• _PAGE EXTRACT_
»»

Research is therefore turning to ways to better stimulate existing motor neurons — getting them to “more readily fire the muscle” once a healthy gene is “back in those motor neurons” that remain, he said.
“I think that’s kind of where the next generation of therapies are going,” Burghes added, “to really recover the [limited number of] motor neurons” in older patients through a gene therapy, “and then try and ask them to do some more work” in muscles.
“That is really an area of active research at the moment,” he said.
Another means to the same end is treatments now in testing that are aimed at improving muscle strength and function, even with limited motor neurons firing.
Given the importance of early treatment, finding specific blood biomarkers for SMA that would enable more timely intervention — especially in states without newborn screening — also is under active study.
Biogen, which developed and markets Spinraza (nusinersen) — the first approved SMA treatment — recently detailed its findings into a potential biomarker called phosphorylated neurofilament heavy subunit. Blood levels of this neurofilament, a key component of motor nerve cells, are much higher in people with SMA than in those without this disease, including presymptomatic newborns.
Those levels rapidly dropped with Spinraza treatment, this research reported.
“How do you define a symptomatic patient is the first criteria” to choosing a treatment, Burghes said, and “biomarkers like neurofilaments may come into more use for determining that choice.”
Combo therapies and redosing
With two therapies approved and more possibly coming, combinations based on them may one day be possible.
But costs will weigh on decisions here, meaning benefits of dual treatment — say, Zolgensma preceding Spinraza’s use — would need to be clearly set out.
To date, the two have not been evaluated in a clinical trial, although three children in Zolgensma’s pivotal study, at their parents’ request, later also started Spinraza, which boosts SMN levels by modifying the SMN2 gene.
No side effects were evident, said Mendell, who led that trial. “But whether there’s truly been complementary efficacy, I don’t think we can answer that.”
Rather, Mendell and Nationwide Children’s Hospital are setting procedures in place for giving Zolgensma, which he considers “a ground-breaking therapy,” to SMA patients already on Spinraza.

««

• _WHAT THE TASK REQUIRES_
Continue the article on spinal muscular atrophy treatments, picking up after its final sentence.

• _RECORDED DATA_
»»

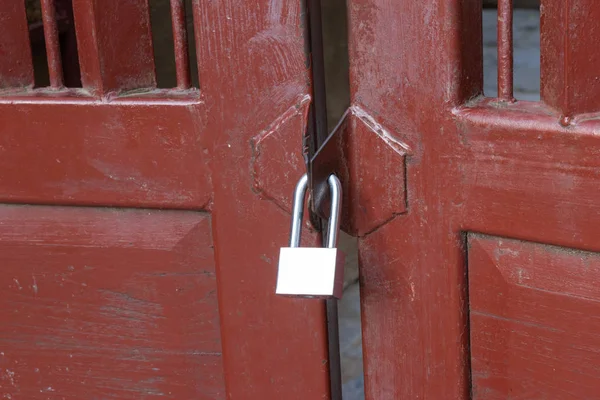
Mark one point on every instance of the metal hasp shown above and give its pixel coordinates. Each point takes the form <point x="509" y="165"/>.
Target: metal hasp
<point x="314" y="272"/>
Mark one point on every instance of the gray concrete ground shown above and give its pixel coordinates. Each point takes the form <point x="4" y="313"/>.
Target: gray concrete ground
<point x="527" y="87"/>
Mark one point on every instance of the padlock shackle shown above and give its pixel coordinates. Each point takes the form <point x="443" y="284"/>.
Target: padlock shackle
<point x="333" y="227"/>
<point x="298" y="211"/>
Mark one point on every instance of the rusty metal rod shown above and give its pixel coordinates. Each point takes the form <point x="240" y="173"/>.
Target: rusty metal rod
<point x="182" y="58"/>
<point x="505" y="50"/>
<point x="55" y="70"/>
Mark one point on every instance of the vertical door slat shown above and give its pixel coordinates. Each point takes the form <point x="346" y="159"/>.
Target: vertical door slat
<point x="182" y="59"/>
<point x="55" y="70"/>
<point x="16" y="66"/>
<point x="115" y="45"/>
<point x="505" y="50"/>
<point x="570" y="56"/>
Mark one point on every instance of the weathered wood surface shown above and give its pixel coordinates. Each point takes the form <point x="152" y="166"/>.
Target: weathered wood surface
<point x="100" y="303"/>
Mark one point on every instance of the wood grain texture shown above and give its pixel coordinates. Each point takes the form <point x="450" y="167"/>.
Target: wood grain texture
<point x="16" y="67"/>
<point x="533" y="316"/>
<point x="115" y="45"/>
<point x="252" y="68"/>
<point x="102" y="303"/>
<point x="476" y="164"/>
<point x="125" y="153"/>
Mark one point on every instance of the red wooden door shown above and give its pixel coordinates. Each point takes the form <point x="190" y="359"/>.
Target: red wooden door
<point x="480" y="280"/>
<point x="139" y="227"/>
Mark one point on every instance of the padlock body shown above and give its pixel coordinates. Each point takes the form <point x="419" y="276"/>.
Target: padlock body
<point x="310" y="272"/>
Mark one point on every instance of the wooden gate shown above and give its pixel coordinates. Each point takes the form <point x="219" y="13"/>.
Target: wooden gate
<point x="140" y="226"/>
<point x="480" y="280"/>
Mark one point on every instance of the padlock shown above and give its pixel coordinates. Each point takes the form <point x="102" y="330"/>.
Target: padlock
<point x="315" y="272"/>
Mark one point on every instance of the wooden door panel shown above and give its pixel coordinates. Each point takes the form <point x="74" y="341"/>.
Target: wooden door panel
<point x="499" y="167"/>
<point x="522" y="175"/>
<point x="104" y="303"/>
<point x="148" y="153"/>
<point x="534" y="309"/>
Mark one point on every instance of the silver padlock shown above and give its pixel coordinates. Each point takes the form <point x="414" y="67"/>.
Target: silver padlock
<point x="315" y="272"/>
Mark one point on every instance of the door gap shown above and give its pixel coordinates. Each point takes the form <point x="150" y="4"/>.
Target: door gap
<point x="526" y="49"/>
<point x="337" y="89"/>
<point x="67" y="43"/>
<point x="165" y="50"/>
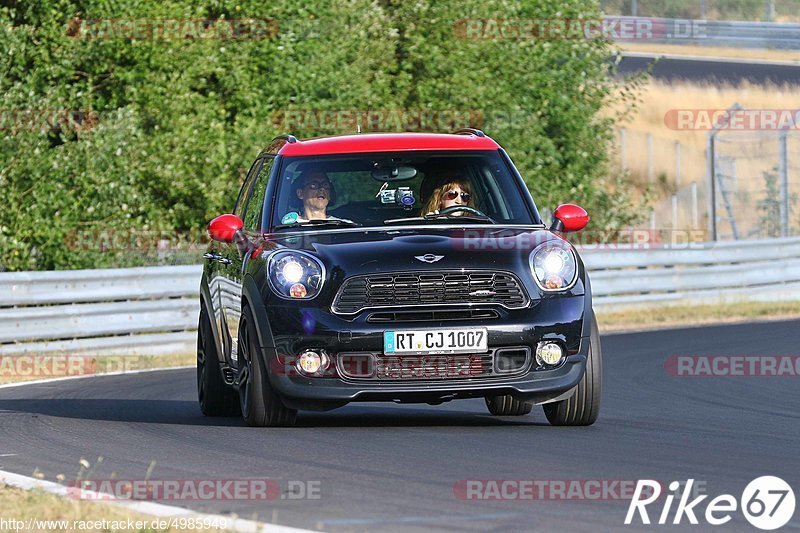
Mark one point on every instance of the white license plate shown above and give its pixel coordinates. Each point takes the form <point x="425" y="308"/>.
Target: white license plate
<point x="435" y="341"/>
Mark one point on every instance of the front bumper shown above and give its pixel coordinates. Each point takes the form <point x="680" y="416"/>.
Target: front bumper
<point x="296" y="329"/>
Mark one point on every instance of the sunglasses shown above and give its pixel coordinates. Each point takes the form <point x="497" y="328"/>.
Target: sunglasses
<point x="452" y="195"/>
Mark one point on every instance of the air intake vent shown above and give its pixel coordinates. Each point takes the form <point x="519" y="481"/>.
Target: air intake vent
<point x="429" y="288"/>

««

• _EXPECTED ANSWER_
Only time will tell if Zolgensma is truly a one-and-done treatment, or if repeated dosing will be necessary or possible. Gene therapies are designed to be one-time treatments, Burghes said, but research into the feasibility of redosing is already underway in Pompe disease.
A big question, he added, is whether the initial dose needs to be given with an immunosuppressant to prevent subsequent immune reactions, such as antibody production against the adenovirus vector (AAV) that transports a gene therapy.
These concerns were echoed by John Brandsema, MD, a pediatric neurologist at the Children’s Hospital of Philadelphia. But Mendell spoke of results from work in primates supporting a way to remove such antibodies.
A 2013 study by Mendell and others, published in Molecular Therapy and prompted in part by the death of a teenager in a 1999 gene therapy trial due to a massive immune reaction to an AAV, detailed a blood-filtering process called plasmapheresis that can remove antibodies.
“These data support the hypothesis that removal of AAV binding antibodies by plasmapheresis permits successful and sustained gene transfer in the presence of preexisting immunity (natural infection) to AAV,” the study concluded.
“I think we have everything lined up for potential redosing,” said Mendell, whose trial into a gene therapy for limb girdle muscular dystrophy was stopped — as were all gene therapies trials across the U.S. — in late 1999 in response to the death.
Burghes also spoke of work on modifying the SMN2 gene so as to convert it to SMN1, thereby correcting the defect that causes SMA.
“In terms of gene therapy,” Burghes said, “it’s a question now of where the next advance comes from that would, for sure, give a permanent fix.”